SOURCE MATERIAL>
════════
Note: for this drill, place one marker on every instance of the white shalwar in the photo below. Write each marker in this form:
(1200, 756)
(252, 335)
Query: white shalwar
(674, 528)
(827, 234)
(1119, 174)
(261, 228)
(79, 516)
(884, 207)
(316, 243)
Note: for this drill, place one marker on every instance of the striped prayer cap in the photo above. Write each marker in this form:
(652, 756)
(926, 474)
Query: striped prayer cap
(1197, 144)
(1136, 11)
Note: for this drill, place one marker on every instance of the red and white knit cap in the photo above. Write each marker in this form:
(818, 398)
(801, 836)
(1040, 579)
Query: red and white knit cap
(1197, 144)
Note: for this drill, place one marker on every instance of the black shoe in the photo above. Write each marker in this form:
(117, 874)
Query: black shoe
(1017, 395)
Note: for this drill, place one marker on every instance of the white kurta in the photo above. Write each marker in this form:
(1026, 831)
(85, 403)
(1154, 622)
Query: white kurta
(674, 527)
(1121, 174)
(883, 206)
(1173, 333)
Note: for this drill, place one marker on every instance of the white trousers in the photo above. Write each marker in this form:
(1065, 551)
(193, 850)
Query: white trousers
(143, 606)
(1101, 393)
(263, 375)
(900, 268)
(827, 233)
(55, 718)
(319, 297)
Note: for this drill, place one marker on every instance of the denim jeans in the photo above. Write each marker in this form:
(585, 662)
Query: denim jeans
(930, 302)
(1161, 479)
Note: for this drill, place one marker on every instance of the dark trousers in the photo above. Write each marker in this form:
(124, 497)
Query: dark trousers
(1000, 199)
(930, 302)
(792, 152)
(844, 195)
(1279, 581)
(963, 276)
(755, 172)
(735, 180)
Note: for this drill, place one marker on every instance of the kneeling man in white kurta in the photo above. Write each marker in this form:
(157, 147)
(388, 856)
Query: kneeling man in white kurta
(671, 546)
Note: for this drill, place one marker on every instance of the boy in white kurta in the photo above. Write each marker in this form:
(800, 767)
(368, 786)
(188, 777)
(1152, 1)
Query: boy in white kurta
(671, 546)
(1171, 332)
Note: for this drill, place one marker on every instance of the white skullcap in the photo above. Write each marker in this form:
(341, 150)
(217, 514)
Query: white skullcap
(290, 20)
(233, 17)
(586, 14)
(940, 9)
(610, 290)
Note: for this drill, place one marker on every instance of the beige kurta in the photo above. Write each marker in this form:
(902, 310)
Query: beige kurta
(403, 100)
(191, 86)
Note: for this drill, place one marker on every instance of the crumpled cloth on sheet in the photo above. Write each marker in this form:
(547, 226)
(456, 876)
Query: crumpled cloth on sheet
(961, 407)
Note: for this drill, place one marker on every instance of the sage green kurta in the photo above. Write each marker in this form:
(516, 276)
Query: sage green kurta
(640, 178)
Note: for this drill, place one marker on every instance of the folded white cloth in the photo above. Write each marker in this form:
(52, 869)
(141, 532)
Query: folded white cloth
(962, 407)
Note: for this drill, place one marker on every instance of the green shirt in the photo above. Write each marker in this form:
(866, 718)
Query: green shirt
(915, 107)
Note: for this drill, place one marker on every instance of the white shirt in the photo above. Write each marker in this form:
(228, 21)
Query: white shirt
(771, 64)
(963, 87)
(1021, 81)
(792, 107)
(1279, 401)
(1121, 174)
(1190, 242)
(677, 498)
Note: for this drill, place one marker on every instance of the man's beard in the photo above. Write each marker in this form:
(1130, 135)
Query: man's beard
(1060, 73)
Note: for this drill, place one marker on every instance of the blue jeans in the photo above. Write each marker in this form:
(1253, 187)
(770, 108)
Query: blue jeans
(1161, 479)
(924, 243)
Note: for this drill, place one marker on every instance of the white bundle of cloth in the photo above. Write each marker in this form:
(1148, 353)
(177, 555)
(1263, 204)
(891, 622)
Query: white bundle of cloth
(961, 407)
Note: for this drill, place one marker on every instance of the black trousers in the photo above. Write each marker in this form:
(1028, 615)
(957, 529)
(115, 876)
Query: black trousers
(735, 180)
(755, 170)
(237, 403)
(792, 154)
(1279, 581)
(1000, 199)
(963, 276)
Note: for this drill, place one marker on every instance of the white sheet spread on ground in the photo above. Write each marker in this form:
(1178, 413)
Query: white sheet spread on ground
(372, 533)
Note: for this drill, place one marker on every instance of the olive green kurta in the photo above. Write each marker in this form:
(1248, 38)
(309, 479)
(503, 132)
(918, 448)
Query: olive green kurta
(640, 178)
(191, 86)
════════
The listing is to be given again exactly, line for line.

ANSWER TO THE EXERCISE>
Note: for this drill, place one marker on every instance of the white shalwar in the photo below. Write each marker in this form:
(1200, 756)
(252, 335)
Query: white shalwar
(674, 528)
(827, 234)
(1119, 174)
(261, 228)
(79, 516)
(884, 207)
(316, 243)
Note: for this drill, place one marker on every instance of the striped prayer cap in the photo above. Write each marker in this form:
(652, 756)
(926, 474)
Query: striped prayer cap
(1197, 144)
(1136, 11)
Note: for this drill, place one marker on every instance of the red and white knit cap in the photo above. Write each marker in this form:
(818, 398)
(801, 836)
(1040, 579)
Query: red and white knit cap
(1197, 144)
Note: for this drill, place one marker on every instance of the black shoe in the photo above. Write each marker in this form:
(117, 874)
Query: black shoe
(1017, 395)
Note: for this drill, place one marker on every instance of the white kurta in the photo above. Write each marker in this form:
(1026, 831)
(85, 403)
(1154, 622)
Query: white kurta
(674, 527)
(1121, 174)
(883, 206)
(1173, 333)
Note: for this drill, place one marker on every instance of the white trousers in the photo above. Write each marker in this form:
(1065, 551)
(193, 850)
Query: white trousers
(143, 606)
(1101, 393)
(263, 375)
(900, 268)
(827, 233)
(55, 718)
(319, 297)
Note: for this drill, place one marker on every instance of the denim jeans in the photo above. Write each marker in this form:
(585, 662)
Query: denim jeans
(930, 302)
(1161, 479)
Note: for this drill, place one marker on every instance of the dark trousers in the photo above. Write each marker in this form:
(124, 497)
Query: dark trousers
(1000, 199)
(930, 302)
(792, 152)
(844, 195)
(1279, 581)
(963, 276)
(755, 172)
(735, 180)
Note: for this drill, place one marker on every instance of the kneeling man in white kurta in the photo above. Write each marker in this form:
(157, 147)
(388, 856)
Query: kneeling man in white kurta
(671, 546)
Note: for this drill, place one marker on every instance of the boy in white kurta in the photo above. Write each marker in this form:
(800, 767)
(368, 786)
(188, 777)
(1152, 1)
Query: boy in white kurta
(671, 546)
(1171, 332)
Note: for this drill, place one marker on every instance of the white skullcap in the photo above. Write each marker in this form:
(341, 150)
(217, 514)
Query: white skullcap
(290, 20)
(233, 17)
(586, 14)
(940, 9)
(610, 290)
Note: for this drill, place one marker on every instance of the beige kurta in the photo above. Write each marker in this form:
(902, 310)
Query: beige kurta
(403, 100)
(191, 86)
Note: for this drill, place one marker on every instance of the crumpled cloth on sheet in the photo above. Write each marker in this form:
(547, 226)
(456, 876)
Query: crumpled cloth on sheet
(961, 407)
Note: for this drill, place one marker on every instance of the sage green kurta in the photo above. Write each marker in this form:
(516, 276)
Query: sage green kurta
(640, 178)
Note: for this drill, place one marker on every instance of the folded white cloth in the photo above. Write each marker in this form:
(52, 869)
(141, 532)
Query: folded white cloth
(962, 407)
Note: for this drill, place one marker on every instance of the green shirt in the photo above. Write each marker in this form:
(866, 718)
Query: green shirt
(915, 107)
Note: for this drill, place one marker on every instance of the white shirt in the photo above. Write each marker in this form:
(228, 21)
Query: white shirt
(771, 64)
(963, 87)
(1021, 81)
(792, 107)
(1279, 401)
(1121, 174)
(1190, 242)
(677, 498)
Note: for this drill, place one marker on every instance of the man's beard in the photo above. Write each marker in this form:
(1130, 135)
Query: man's beard
(1060, 73)
Note: for this drill, place one marker on every instance of the blue jeans in the photo above. Write each marker in this form:
(1253, 187)
(770, 108)
Query: blue jeans
(1161, 479)
(924, 243)
Note: for this drill, place one marker on every instance of the white bundle of cloth in the photo above. Write each marker in this form:
(1148, 353)
(177, 555)
(1263, 204)
(891, 622)
Query: white bundle of cloth
(961, 407)
Note: for this drill, place one marker on every instance of the black trousers in the photo above. Write each marker in this form:
(1028, 615)
(957, 529)
(115, 876)
Query: black trousers
(735, 180)
(755, 170)
(237, 403)
(792, 154)
(1279, 581)
(1000, 199)
(963, 276)
Note: for this drill, place one marker on every instance of the white sheet spread on ground in the photo above. Write each marker in this form:
(1178, 413)
Query: white sheet spread on ground
(372, 533)
Note: for this drill, place one marker on every instance of the olive green kurta in the photo above. Write each marker in this form:
(1248, 38)
(309, 479)
(503, 132)
(918, 448)
Query: olive green kurta
(640, 178)
(191, 86)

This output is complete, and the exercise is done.